+++ Information shown
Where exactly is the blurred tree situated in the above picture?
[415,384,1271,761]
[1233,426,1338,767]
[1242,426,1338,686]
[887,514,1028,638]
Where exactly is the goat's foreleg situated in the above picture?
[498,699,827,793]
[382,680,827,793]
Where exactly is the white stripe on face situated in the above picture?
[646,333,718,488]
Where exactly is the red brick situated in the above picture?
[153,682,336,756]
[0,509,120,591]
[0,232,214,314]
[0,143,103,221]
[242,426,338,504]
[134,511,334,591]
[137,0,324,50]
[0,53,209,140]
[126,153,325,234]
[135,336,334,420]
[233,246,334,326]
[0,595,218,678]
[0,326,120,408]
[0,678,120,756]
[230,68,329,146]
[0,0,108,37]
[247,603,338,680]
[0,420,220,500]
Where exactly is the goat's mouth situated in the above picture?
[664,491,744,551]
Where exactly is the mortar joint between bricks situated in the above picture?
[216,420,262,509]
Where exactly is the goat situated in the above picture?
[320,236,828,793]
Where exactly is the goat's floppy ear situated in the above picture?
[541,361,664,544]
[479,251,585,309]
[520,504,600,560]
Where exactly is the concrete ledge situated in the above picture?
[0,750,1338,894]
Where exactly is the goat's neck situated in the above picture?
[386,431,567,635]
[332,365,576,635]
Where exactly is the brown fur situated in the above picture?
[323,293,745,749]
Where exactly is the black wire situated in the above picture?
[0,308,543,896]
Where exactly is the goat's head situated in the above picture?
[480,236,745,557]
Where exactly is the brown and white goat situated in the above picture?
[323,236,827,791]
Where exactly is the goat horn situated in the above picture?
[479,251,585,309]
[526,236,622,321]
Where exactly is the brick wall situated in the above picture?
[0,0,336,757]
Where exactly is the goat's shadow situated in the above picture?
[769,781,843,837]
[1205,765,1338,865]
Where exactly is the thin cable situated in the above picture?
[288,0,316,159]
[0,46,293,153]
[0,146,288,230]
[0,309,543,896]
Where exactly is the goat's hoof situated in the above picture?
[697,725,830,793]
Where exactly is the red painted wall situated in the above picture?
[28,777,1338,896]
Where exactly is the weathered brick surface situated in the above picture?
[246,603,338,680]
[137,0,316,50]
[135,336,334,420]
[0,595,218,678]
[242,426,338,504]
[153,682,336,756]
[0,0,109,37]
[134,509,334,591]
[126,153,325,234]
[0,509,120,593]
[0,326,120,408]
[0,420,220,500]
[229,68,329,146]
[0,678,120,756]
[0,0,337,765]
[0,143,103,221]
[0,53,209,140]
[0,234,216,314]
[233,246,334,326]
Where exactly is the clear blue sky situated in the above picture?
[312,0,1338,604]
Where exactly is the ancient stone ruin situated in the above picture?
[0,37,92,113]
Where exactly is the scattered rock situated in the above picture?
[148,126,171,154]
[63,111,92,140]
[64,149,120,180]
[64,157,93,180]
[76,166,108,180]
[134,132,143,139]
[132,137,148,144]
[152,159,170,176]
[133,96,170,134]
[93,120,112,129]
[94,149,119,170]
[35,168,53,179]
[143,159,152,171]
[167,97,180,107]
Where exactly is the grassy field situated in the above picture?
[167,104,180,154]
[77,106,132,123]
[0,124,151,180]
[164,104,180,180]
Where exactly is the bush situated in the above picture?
++++++
--- Written instruction ---
Turn the material above into a numbered list, leaving out any blank lines.

--- Answer to this task ---
1. Where exactly is the blurred tree situated in the above picture?
2. [415,384,1271,761]
3. [1233,426,1338,767]
4. [1242,426,1338,686]
5. [887,514,1028,638]
6. Where exactly is the goat's foreleg situated in the above picture?
7. [498,699,827,793]
8. [382,680,827,793]
9. Where exactly is the white stripe on face situated in the above picture?
10. [646,333,718,488]
11. Where exactly is the red brick situated in the above picture?
12. [153,682,336,756]
13. [0,509,120,591]
14. [0,232,214,314]
15. [0,143,103,221]
16. [242,426,338,504]
17. [134,511,334,591]
18. [137,0,324,50]
19. [0,53,209,140]
20. [126,153,325,234]
21. [135,336,334,420]
22. [233,246,334,326]
23. [0,595,218,678]
24. [0,326,120,408]
25. [0,678,120,756]
26. [230,68,329,146]
27. [0,0,108,37]
28. [247,603,338,680]
29. [0,420,220,500]
30. Where exactly is the goat's mouth situated in the above picture?
31. [664,491,744,551]
32. Where exactly is the mortar joint between bricks situated in the above picture?
33. [216,420,262,509]
34. Where exactly is the goat situated in the above picture?
35. [320,236,828,793]
36. Where exactly is the goat's floppy ear situated in the above picture?
37. [541,361,664,544]
38. [479,251,585,309]
39. [520,504,600,560]
40. Where exactly is the concrete ledge situated in the above picture?
41. [0,750,1338,894]
42. Where exactly is the goat's neck situated in the above picture?
43. [386,431,567,635]
44. [332,365,576,635]
45. Where exactly is the brown fur situated in the above picture?
46. [323,293,745,749]
47. Where exactly is the black wire situated in the above picture?
48. [0,308,543,896]
49. Where exactly is the goat's head situated in the above picture?
50. [480,236,745,557]
51. Where exactly is the brown and white goat situated in the above picture?
52. [323,236,827,791]
53. Where exactly is the goat horn situated in the above picture?
54. [479,251,585,309]
55. [526,236,622,321]
56. Where exactly is the brick wall situated in the above picture?
57. [0,0,336,757]
58. Where exactly is the goat's shadow situated in the above picture?
59. [769,781,843,837]
60. [1205,765,1338,865]
61. Where exactly is the thin cable situated in the above picture?
62. [288,0,316,159]
63. [0,46,293,153]
64. [0,146,288,230]
65. [0,309,543,896]
66. Where exactly is the goat's hoof situated in the above picture?
67. [697,725,830,793]
68. Where exactly is the red painted wall situated in the above picture?
69. [28,777,1338,896]
70. Where exactly is the weathered brick surface situated in the above picture?
71. [246,603,338,680]
72. [137,0,316,50]
73. [135,336,334,420]
74. [0,595,218,678]
75. [242,426,338,504]
76. [153,682,336,756]
77. [0,0,109,37]
78. [134,509,334,591]
79. [126,153,325,234]
80. [0,509,120,593]
81. [0,326,120,408]
82. [0,420,220,500]
83. [229,68,329,146]
84. [0,678,120,756]
85. [0,0,337,765]
86. [0,143,103,221]
87. [0,53,209,140]
88. [0,234,216,314]
89. [233,246,334,326]
90. Where exactly is the clear blue sky situated in the above picture?
91. [312,0,1338,604]
92. Where exactly is the ancient stone ruin situated in the above picture?
93. [0,37,92,113]
94. Where exactly is the scattered rock situated in the above picture?
95. [148,126,171,154]
96. [63,111,92,140]
97. [64,149,120,180]
98. [64,157,93,180]
99. [76,166,108,180]
100. [134,132,143,139]
101. [132,137,148,144]
102. [152,159,170,176]
103. [133,96,170,134]
104. [93,120,112,129]
105. [94,149,119,170]
106. [35,168,53,179]
107. [143,159,152,171]
108. [167,97,180,107]
109. Where exactly is the grassy field situated in the above picture?
110. [167,104,180,154]
111. [77,106,132,123]
112. [0,124,151,180]
113. [164,104,180,180]
114. Where exactly is the bush situated in the above picture?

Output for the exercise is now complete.